▶ ABOUT THIS TASK
Give back, character for character, the line that includes "tire in the photo above." and all lines beneath it in the data.

(Saved entries)
____________________
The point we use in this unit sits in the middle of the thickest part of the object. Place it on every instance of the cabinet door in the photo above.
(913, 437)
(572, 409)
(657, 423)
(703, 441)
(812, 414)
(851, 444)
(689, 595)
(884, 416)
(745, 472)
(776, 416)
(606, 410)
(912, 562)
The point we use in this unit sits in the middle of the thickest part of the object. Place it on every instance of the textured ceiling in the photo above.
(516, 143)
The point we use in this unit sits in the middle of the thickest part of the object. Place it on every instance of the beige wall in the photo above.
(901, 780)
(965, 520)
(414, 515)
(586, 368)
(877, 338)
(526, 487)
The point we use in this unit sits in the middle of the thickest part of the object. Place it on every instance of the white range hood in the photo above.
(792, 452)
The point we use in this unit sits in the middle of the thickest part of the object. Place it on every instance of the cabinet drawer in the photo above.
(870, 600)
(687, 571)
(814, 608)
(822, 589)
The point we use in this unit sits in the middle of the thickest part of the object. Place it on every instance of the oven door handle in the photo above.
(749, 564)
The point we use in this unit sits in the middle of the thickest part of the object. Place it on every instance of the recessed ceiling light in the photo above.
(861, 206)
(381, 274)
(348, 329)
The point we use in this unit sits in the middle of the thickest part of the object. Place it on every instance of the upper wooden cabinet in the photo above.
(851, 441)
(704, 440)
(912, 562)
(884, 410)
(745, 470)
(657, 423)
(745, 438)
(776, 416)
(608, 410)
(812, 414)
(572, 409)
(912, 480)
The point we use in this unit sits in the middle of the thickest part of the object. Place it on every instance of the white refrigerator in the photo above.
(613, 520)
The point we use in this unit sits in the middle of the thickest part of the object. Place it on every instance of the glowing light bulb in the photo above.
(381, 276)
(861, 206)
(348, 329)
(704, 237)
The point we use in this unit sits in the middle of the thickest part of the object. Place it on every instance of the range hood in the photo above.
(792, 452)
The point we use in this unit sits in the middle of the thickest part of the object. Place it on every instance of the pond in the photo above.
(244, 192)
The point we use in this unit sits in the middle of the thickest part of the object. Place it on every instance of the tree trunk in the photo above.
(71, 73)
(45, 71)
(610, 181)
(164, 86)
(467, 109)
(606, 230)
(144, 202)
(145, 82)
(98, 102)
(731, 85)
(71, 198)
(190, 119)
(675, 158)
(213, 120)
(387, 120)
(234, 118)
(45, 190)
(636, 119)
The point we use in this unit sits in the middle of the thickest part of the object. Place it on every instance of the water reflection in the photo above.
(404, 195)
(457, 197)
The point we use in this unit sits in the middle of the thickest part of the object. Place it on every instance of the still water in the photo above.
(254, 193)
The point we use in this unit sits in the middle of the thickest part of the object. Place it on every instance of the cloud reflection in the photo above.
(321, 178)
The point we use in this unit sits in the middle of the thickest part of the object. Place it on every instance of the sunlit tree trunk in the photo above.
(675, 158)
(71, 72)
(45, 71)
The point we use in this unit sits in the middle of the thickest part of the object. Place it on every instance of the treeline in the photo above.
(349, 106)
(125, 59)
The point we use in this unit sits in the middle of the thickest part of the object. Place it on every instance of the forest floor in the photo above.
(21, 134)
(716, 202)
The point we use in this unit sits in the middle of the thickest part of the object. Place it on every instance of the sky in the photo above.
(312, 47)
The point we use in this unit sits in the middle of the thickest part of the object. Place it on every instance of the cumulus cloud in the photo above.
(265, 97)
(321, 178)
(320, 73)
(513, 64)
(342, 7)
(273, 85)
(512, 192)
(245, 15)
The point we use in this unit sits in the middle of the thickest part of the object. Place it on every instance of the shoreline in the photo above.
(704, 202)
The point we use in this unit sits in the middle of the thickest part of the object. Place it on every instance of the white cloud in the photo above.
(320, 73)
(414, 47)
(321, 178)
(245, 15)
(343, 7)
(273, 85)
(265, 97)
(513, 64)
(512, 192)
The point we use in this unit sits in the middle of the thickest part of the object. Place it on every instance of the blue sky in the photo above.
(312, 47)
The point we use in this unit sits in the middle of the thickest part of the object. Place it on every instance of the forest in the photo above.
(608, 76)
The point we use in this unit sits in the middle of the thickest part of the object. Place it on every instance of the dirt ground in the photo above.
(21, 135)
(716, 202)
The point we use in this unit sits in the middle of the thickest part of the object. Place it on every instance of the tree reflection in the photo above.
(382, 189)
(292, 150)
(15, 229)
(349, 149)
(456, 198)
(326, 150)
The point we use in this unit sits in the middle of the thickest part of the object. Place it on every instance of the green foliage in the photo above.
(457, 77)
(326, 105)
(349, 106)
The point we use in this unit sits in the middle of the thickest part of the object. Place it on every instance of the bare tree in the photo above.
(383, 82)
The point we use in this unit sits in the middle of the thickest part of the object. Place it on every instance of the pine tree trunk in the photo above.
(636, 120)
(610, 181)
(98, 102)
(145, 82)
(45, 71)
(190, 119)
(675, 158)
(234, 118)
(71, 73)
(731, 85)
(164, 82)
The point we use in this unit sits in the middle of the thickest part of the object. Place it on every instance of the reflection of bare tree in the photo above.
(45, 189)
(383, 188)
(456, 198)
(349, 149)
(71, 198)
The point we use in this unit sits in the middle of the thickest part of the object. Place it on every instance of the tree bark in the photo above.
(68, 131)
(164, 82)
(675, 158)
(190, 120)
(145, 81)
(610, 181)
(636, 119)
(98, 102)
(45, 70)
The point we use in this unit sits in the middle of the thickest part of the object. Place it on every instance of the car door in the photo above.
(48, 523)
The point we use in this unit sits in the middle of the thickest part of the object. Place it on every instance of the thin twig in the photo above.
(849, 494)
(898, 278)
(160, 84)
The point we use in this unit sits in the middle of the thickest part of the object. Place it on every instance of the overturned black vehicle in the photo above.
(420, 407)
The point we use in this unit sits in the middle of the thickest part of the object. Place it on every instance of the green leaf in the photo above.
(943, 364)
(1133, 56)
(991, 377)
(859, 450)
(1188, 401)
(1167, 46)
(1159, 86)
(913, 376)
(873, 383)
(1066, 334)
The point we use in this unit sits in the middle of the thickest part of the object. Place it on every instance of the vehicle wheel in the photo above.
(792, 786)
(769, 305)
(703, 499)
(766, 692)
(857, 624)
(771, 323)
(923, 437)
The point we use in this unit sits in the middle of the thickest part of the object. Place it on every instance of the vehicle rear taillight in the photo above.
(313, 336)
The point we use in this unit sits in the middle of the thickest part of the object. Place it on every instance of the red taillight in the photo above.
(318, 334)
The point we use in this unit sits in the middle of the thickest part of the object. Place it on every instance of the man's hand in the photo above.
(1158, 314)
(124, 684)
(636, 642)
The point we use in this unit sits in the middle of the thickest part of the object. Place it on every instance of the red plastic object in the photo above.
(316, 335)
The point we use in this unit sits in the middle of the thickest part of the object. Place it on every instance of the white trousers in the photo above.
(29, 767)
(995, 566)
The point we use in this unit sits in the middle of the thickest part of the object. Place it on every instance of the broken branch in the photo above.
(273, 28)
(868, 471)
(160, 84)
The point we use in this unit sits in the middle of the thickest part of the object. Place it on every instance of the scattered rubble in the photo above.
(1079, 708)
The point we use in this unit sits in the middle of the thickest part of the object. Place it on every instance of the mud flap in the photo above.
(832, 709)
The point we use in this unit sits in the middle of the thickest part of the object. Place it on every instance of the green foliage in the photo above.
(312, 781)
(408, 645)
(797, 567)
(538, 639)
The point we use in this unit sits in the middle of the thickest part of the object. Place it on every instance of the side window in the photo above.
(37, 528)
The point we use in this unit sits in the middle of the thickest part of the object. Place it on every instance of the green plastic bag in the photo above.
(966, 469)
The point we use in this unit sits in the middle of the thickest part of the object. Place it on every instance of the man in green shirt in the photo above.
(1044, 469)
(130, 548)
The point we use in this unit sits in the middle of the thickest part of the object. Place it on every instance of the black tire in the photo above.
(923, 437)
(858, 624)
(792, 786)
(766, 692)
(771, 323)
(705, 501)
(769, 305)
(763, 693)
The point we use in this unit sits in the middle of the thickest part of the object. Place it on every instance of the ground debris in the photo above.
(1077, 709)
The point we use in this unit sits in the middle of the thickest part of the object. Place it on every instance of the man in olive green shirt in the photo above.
____________________
▶ EXERCISE RESPONSE
The point we use in this unit sits in the middle of the thickest part of the object. Place it on every instance of the black tire in the photo above.
(923, 437)
(858, 624)
(792, 786)
(766, 692)
(771, 323)
(705, 501)
(769, 305)
(763, 693)
The point we use in this unit sits in the middle of the thickest part of the object. Place it on every instance of the ground debris in the photo above.
(1077, 709)
The point we use in this unit sits in the middle of the thickest part of the object. Place it on every instance of the man in olive green shirt in the photo above.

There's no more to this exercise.